## [Exercise goal]
Please state how many lines of the records hold the string "marking", giving nothing but the number.

## [Record set]
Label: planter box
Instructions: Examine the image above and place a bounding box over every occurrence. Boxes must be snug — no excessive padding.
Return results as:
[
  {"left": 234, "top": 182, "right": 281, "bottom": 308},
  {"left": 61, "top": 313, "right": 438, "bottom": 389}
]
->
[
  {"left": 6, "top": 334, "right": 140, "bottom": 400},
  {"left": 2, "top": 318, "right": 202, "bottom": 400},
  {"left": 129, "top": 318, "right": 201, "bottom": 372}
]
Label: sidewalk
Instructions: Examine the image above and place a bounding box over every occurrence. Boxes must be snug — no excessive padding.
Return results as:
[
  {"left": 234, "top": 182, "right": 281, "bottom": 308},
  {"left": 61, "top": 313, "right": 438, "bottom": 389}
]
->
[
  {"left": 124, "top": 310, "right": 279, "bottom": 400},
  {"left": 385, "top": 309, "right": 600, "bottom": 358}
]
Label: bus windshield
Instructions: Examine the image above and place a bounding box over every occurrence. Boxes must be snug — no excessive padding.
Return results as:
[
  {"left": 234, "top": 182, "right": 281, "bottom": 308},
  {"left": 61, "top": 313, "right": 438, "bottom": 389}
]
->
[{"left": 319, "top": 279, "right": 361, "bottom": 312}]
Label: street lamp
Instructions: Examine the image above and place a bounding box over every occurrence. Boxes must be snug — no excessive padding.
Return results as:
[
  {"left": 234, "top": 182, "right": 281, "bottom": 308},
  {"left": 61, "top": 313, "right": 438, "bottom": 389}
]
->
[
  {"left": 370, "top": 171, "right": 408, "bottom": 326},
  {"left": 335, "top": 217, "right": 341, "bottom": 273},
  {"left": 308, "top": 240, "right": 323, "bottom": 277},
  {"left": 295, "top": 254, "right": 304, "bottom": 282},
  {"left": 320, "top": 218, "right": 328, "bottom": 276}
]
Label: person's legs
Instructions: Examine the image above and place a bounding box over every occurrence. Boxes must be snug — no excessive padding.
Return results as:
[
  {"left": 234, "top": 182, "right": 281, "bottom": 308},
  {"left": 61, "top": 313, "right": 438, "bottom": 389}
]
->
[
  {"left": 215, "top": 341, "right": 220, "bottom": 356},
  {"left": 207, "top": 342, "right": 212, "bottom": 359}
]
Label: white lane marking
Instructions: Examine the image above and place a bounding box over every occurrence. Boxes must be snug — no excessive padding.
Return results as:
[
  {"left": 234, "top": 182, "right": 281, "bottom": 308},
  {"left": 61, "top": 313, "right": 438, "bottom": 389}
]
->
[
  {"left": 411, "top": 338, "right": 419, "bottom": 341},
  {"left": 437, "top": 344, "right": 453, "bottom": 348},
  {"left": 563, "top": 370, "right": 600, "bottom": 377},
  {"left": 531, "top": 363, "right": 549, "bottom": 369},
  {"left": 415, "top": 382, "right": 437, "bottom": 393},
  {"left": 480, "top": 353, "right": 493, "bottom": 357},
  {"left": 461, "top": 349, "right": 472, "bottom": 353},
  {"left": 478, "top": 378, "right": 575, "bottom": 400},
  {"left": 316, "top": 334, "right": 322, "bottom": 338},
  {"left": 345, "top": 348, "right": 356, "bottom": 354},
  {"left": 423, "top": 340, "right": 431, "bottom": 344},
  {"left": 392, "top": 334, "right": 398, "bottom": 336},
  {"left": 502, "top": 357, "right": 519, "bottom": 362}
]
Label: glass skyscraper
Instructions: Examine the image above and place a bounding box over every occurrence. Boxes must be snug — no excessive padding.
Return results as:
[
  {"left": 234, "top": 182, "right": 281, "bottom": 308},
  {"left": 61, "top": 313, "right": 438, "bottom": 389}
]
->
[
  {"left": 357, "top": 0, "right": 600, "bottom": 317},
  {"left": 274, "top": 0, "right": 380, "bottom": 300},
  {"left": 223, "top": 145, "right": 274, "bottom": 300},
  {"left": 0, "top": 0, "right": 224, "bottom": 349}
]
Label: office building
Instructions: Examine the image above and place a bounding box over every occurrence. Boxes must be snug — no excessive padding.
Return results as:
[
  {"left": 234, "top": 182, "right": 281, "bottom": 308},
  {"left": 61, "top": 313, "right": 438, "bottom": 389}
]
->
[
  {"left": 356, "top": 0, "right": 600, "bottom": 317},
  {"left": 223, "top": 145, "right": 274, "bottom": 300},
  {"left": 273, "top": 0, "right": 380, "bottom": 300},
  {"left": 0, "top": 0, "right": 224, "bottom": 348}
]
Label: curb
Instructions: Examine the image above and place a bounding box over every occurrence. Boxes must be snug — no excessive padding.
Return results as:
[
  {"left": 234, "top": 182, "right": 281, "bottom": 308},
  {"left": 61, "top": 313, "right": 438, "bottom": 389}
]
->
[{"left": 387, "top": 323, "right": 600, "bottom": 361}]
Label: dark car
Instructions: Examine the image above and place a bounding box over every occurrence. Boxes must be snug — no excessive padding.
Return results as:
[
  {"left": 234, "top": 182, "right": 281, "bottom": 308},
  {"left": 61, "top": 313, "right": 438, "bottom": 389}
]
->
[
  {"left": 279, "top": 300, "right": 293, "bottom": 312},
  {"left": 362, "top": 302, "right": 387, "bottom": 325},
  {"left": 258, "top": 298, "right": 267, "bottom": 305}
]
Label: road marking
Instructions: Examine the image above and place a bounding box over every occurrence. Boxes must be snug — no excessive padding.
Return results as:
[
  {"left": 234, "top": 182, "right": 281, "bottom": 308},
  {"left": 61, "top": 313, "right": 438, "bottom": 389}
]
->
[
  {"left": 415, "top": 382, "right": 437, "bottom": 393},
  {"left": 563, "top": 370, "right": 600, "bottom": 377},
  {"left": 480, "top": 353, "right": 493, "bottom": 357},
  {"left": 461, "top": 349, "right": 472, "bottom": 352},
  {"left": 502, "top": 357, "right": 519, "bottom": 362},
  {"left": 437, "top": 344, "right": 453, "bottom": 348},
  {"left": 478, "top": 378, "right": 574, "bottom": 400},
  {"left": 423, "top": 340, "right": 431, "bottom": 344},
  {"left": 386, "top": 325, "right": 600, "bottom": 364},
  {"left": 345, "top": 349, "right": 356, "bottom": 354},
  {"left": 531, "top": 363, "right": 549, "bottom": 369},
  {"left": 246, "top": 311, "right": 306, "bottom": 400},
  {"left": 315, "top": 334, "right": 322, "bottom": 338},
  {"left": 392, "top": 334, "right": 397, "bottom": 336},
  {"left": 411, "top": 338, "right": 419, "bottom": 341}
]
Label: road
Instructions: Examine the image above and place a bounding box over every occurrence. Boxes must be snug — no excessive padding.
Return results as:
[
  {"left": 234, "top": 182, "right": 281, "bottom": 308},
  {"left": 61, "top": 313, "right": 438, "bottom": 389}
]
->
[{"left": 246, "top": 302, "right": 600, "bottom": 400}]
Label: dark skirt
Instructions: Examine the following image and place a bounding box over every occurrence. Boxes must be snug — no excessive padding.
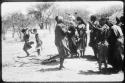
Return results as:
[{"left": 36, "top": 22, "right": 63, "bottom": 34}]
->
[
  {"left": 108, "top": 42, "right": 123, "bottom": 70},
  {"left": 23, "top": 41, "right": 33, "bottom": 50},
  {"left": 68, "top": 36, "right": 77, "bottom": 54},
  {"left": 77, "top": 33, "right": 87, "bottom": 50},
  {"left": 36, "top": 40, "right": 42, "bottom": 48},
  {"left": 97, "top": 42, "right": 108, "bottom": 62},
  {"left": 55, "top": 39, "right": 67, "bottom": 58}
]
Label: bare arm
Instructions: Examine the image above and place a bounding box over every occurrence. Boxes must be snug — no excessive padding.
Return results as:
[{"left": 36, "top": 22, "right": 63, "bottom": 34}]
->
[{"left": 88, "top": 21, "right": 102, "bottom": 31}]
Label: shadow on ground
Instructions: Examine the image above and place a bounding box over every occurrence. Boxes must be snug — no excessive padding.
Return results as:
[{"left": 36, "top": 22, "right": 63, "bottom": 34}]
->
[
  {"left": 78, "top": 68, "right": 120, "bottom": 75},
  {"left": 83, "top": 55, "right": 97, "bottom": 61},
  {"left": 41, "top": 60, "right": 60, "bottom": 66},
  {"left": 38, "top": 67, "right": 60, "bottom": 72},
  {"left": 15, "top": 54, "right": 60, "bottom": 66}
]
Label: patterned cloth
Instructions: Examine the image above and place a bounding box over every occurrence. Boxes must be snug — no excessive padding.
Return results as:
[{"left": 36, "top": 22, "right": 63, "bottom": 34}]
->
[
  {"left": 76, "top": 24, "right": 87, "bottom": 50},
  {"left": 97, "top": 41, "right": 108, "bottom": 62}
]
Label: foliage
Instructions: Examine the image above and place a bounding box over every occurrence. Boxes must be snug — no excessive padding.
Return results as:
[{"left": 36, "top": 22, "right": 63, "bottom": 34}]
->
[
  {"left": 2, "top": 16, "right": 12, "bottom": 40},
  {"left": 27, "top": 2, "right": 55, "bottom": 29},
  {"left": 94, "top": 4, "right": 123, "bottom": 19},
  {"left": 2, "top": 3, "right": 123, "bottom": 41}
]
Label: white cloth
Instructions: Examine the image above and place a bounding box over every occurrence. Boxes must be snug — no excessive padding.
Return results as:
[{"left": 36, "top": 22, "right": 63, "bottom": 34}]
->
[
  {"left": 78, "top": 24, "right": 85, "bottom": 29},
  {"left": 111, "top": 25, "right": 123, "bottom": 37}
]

...

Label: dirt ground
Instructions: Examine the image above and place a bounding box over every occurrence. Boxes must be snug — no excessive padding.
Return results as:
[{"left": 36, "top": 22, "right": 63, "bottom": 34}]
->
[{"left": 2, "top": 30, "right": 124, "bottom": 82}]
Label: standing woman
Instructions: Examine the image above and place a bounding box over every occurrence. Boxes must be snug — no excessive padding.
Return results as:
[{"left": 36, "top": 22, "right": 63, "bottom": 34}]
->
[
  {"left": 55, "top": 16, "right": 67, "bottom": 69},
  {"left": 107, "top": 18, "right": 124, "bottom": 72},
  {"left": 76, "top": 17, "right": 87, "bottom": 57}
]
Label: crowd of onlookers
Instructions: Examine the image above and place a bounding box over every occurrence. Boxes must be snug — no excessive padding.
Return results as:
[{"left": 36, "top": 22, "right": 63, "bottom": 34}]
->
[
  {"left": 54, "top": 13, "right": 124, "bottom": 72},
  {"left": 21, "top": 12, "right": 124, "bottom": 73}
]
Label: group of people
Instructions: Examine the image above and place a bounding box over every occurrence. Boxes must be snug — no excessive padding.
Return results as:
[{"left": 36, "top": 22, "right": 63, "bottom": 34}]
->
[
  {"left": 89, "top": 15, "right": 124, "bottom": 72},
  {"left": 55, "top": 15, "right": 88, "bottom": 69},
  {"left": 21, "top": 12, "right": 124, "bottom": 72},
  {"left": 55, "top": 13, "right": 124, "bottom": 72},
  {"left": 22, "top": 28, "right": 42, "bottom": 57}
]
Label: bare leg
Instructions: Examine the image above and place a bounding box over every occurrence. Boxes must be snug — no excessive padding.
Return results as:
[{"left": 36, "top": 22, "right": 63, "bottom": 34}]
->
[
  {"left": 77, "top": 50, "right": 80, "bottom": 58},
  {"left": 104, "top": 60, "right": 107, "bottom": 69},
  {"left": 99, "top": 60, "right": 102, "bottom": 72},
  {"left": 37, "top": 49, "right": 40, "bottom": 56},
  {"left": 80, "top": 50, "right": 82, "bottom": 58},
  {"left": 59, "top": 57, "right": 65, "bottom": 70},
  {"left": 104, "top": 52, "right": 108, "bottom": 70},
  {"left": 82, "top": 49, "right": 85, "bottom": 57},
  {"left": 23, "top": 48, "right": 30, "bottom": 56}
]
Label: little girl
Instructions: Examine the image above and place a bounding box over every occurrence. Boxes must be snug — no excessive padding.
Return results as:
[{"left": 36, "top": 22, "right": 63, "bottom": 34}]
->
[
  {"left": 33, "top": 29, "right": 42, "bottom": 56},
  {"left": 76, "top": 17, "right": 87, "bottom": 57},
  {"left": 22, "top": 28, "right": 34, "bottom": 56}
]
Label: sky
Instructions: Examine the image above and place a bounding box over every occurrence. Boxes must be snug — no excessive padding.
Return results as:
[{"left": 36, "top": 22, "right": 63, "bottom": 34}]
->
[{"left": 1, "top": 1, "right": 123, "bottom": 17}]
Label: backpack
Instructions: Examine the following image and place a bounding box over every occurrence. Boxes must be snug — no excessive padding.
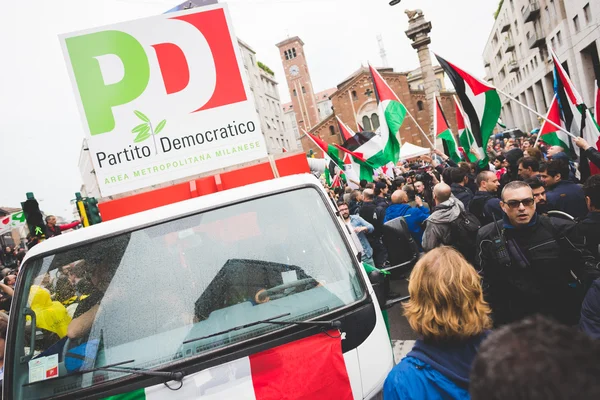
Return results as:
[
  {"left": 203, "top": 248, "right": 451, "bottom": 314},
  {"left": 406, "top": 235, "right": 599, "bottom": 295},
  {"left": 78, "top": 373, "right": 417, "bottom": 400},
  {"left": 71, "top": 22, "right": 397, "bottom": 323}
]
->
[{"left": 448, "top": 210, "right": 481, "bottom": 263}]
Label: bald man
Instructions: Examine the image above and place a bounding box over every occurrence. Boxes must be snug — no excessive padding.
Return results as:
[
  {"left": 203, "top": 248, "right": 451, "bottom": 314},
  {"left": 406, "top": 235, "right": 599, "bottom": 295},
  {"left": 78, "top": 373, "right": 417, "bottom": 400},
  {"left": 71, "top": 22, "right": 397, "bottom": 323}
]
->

## [Expected answer]
2